## [EXERCISE TASK A]
Reproduce verbatim the part of the passage on moving and CD coasters that opens with the words containing "Now, I’m waiting" and closes with "those came from.".
------ SUPPLIED TEXT ------
I’m still feeling a bit overwhelmed here. It’s so different here from where I spent the last six years. I was going to go to the Green City Market this morning, but I opted to run to the store and make the crisp instead, so I could do some more unpacking. I have an “event” this afternoon, and would rather be fresh for it, since I’ll be meeting some industry people. Plus, right now I keep having to dig up the cash to ride CTA, and I’d rather not have to juggle that and groceries. And I am NOT driving downtown and trying to find somewhere handy to park, either.
As of right now, I have walked to the store and back (about a mile each way), made coffee, made the crisp, washed the dishes and moved things around in the still overflowing with stuff dining room. I’ve brought some boxes of books into the living room to unpack and put away in the shelves here, and that gave me the space to move the bookcases for the dining room/office to the right space and to unstack some of the piles that had crushed-looking boxes on the bottom. But as of this moment, I haven’t actually unpacked anything today. Oh. That’s not true. I did open a box to get some clean underwear out before I took my shower. Does that count as unpacking?
Now, I’m waiting to hear from my friend Becca about how we’re getting to this event today and when we’re going, so I can figure out when to get ready. I haven’t yet found my iron, so I’m hoping that something I own isn’t horriffically crushed from a week stuffed in a box in a truck. In the meantime, speaking of boxes, I think I’ll unpack some more. It’s not like there aren’t plenty of others where those came from.

Finished II
Last week, after we’d loaded everything except some clothes, my potentially flammable art supplies, the cooking oils/vinegars and the cats into the truck and sent it off, I finally had some time to myself. Certainly acting is creating art, you’ll never hear me say otherwise about my first choice art form. But it’s not the same as making marks on stuff or building things. It’s so ephemeral. Once a performance is over, it lives on only in memories. And no one will ever share my particular perspective on a production, because I see it through the eyes of the person playing that character that day in that particular way.
Anyway, I’d been itching to do some art, and since I had my supplies—like spray paint—I made plans to take the time to do some creating in the days between packing up the truck and leaving for Chicago ourselves.
I also had these:

CDs Before
These are those CDs that I don’t want but don’t want to throw away. They come in the junk mail, they are my mistakes when saving something, they contain obsolete information. Whatever their original purpose, I no longer want their content. But you can’t just re-record stuff on most CDs. And I hate to throw them away because all they do then is sit in landfills and not decompose. So what to do?
Make coasters.
This was quick, dirty and easy. The longest step was the paint drying time.
1) Grab a box to keep spray paint off the porch and house.

Ready to Go
2) Figure out what colors I want for base coats and what colors I want for patterns.

First Set, First Coat
3) Go to town with spray paint and stencils.

Box After
4) Take the box apart and stick it in the recycling bin.
5) Take photos of the finished product and pat myself on the back for some pretty awesome coasters.
------ STORED RECORDS ------
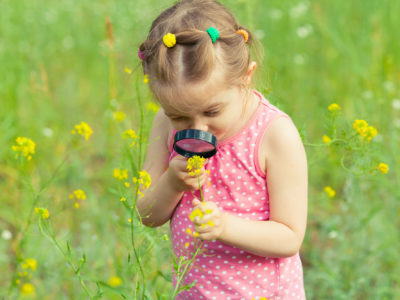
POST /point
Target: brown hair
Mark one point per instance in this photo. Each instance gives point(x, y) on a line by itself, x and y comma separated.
point(194, 56)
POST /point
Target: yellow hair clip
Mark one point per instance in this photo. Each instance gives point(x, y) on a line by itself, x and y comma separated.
point(169, 40)
point(244, 33)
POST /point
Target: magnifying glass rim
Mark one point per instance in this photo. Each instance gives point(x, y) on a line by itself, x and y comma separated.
point(195, 134)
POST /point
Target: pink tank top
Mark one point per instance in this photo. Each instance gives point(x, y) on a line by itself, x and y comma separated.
point(238, 187)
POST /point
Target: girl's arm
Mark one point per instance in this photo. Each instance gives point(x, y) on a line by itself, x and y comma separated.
point(283, 233)
point(160, 199)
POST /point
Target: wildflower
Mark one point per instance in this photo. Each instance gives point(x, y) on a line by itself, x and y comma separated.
point(25, 147)
point(326, 139)
point(144, 181)
point(152, 107)
point(83, 129)
point(129, 134)
point(77, 195)
point(384, 168)
point(367, 132)
point(119, 116)
point(27, 289)
point(194, 164)
point(331, 192)
point(43, 212)
point(120, 174)
point(29, 263)
point(115, 281)
point(334, 107)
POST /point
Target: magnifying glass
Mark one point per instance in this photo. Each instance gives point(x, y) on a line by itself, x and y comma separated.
point(191, 142)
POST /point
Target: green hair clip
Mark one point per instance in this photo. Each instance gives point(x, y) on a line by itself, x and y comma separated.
point(213, 33)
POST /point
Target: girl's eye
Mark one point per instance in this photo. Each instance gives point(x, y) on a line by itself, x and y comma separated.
point(211, 113)
point(176, 119)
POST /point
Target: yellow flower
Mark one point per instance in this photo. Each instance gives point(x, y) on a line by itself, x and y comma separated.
point(83, 129)
point(144, 181)
point(27, 289)
point(367, 132)
point(334, 107)
point(120, 174)
point(119, 116)
point(78, 194)
point(331, 192)
point(146, 78)
point(43, 212)
point(370, 133)
point(360, 126)
point(194, 164)
point(25, 147)
point(29, 263)
point(384, 168)
point(115, 281)
point(152, 107)
point(326, 139)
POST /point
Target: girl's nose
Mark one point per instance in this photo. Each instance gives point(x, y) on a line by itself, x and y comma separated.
point(200, 125)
------
## [EXERCISE TASK B]
Rewrite the rows from the start of the data entries through the line containing "point(160, 199)", keeping the requests and omitting the pictures. Shift every point coordinate in the answers by -134.

## [COMPLETE OUTPUT A]
Now, I’m waiting to hear from my friend Becca about how we’re getting to this event today and when we’re going, so I can figure out when to get ready. I haven’t yet found my iron, so I’m hoping that something I own isn’t horriffically crushed from a week stuffed in a box in a truck. In the meantime, speaking of boxes, I think I’ll unpack some more. It’s not like there aren’t plenty of others where those came from.

## [COMPLETE OUTPUT B]
POST /point
Target: brown hair
Mark one point per instance in this photo. Each instance gives point(x, y) on a line by itself, x and y comma separated.
point(60, -78)
POST /point
Target: yellow hair clip
Mark one point per instance in this photo. Each instance gives point(x, y) on a line by itself, x and y comma separated.
point(35, -94)
point(110, -101)
POST /point
Target: magnifying glass rim
Mark one point per instance in this photo. Each instance gives point(x, y) on a line by itself, x and y comma separated.
point(61, 0)
POST /point
Target: pink tank top
Mark one point per instance in this photo. Each instance gives point(x, y) on a line by itself, x and y comma separated.
point(104, 53)
POST /point
Target: girl's arm
Mark one point per instance in this photo. Each instance gives point(x, y) on a line by itself, x and y comma separated.
point(149, 99)
point(26, 65)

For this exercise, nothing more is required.